Rows from a dataset:
======

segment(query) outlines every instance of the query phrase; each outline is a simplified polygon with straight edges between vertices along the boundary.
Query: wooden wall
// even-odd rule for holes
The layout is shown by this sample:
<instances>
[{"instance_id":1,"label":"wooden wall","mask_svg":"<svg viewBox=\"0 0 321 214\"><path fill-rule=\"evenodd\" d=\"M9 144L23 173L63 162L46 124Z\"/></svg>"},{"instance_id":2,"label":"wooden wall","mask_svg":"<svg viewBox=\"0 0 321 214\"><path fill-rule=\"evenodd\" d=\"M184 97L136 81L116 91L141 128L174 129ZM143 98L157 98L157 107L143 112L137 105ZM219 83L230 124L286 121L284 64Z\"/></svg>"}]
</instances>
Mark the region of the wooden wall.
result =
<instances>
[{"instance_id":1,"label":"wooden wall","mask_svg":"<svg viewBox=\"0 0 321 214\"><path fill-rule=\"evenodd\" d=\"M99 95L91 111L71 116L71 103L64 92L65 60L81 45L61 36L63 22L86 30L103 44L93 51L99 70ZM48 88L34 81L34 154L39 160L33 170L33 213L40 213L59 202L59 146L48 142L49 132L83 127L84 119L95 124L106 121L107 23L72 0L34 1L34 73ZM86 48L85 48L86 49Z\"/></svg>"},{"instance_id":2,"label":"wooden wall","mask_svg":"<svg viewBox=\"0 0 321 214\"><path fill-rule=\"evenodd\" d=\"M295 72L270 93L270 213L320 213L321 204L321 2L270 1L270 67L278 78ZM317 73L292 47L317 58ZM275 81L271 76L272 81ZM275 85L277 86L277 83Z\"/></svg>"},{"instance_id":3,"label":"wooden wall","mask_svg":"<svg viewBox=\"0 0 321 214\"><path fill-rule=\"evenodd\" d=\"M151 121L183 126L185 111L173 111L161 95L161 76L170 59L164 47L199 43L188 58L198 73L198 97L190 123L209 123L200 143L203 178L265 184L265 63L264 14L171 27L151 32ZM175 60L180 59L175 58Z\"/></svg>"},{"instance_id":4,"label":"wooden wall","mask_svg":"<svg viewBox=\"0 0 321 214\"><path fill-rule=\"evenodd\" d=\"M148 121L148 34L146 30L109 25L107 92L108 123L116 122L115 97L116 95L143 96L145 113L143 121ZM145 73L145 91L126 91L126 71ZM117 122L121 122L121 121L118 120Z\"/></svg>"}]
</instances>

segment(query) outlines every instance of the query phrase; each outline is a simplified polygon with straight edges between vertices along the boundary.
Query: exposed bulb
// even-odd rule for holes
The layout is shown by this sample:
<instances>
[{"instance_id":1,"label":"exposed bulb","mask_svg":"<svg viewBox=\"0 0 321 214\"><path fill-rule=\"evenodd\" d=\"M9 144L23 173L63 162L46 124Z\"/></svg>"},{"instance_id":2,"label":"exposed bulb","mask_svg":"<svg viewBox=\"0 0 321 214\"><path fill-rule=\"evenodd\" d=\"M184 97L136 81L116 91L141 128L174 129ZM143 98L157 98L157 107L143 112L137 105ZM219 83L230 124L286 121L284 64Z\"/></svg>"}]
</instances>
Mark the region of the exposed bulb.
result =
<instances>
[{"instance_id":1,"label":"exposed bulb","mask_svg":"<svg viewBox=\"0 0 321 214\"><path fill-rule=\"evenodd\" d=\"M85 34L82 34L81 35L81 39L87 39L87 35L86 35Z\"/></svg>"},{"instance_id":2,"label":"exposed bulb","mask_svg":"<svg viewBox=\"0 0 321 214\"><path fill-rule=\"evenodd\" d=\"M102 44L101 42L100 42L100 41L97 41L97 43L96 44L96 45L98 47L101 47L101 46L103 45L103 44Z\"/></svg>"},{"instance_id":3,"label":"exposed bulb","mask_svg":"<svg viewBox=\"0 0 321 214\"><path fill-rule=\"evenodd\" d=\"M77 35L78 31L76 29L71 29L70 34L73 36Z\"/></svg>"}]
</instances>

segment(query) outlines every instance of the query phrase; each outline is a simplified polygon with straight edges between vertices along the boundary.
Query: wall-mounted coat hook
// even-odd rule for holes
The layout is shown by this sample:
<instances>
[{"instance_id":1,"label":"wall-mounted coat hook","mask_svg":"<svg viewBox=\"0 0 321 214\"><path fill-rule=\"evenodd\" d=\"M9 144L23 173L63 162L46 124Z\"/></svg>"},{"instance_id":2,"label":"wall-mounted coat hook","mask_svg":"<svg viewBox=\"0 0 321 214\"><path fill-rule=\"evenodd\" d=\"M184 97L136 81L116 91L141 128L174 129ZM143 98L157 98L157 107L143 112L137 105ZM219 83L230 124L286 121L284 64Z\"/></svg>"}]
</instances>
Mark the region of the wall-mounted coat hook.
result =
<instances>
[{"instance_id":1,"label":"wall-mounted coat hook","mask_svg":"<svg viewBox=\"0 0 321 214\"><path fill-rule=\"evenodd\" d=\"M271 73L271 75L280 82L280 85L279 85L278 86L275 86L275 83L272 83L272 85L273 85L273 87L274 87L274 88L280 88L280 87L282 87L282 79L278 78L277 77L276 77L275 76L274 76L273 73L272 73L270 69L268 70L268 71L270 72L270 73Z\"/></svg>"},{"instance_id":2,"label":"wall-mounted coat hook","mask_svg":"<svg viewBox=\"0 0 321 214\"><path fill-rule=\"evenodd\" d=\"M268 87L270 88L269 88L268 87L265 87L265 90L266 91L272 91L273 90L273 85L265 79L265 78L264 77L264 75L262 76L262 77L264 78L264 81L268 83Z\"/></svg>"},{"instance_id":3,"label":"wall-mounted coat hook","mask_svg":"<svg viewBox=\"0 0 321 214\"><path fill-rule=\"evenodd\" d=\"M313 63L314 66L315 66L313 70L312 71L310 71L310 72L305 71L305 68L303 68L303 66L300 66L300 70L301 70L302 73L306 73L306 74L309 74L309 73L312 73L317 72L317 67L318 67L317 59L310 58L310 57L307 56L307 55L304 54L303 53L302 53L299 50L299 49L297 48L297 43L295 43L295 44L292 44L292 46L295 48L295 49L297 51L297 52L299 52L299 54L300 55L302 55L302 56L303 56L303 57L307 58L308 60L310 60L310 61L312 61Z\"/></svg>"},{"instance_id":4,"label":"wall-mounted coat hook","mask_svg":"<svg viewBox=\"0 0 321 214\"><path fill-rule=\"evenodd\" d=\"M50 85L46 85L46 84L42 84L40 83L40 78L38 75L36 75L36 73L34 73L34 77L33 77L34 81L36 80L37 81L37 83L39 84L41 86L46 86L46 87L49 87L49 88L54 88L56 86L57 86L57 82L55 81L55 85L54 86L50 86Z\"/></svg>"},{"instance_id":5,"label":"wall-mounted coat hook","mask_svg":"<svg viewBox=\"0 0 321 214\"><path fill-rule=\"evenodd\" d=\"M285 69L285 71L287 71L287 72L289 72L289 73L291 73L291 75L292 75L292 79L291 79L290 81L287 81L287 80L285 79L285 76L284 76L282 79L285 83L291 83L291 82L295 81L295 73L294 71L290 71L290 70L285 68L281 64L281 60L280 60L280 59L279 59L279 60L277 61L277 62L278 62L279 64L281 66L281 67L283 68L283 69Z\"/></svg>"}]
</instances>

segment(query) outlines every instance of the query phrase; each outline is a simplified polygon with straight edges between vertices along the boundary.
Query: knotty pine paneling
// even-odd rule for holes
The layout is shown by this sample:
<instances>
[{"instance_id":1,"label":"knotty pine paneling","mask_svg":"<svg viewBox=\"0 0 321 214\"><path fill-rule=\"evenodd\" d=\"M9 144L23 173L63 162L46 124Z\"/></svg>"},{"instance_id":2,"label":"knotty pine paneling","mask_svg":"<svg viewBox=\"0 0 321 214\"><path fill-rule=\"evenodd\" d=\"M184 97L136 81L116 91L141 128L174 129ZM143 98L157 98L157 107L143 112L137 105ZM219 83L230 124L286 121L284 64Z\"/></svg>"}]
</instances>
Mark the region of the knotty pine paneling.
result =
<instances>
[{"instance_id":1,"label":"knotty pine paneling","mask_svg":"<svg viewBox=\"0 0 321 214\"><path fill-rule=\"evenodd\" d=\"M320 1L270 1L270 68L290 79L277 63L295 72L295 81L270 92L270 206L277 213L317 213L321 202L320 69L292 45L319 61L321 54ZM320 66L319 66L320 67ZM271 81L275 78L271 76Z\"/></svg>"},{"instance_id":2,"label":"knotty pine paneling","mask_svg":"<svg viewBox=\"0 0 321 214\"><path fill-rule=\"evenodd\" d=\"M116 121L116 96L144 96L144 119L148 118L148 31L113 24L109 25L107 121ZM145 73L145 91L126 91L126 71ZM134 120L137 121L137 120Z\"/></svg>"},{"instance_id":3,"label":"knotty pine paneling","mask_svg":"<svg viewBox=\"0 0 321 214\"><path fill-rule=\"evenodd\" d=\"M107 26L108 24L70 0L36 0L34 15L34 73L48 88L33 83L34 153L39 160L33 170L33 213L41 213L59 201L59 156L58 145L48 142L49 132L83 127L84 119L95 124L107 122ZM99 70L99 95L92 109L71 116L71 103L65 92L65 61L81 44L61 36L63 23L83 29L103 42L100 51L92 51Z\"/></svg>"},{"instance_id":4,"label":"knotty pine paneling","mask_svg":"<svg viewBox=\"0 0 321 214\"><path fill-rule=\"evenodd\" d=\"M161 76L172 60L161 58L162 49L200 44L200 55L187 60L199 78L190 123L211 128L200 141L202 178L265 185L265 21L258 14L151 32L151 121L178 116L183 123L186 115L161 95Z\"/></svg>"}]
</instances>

======

* _Brief_
Which lines in the records above contain the string "region"? Copy every such line in full, treating uppercase and lowercase as different.

* _Complete output_
Mark the region of the wooden wall.
Mark the region of the exposed bulb.
Mark the region of the wall-mounted coat hook.
Mark the region of the knotty pine paneling.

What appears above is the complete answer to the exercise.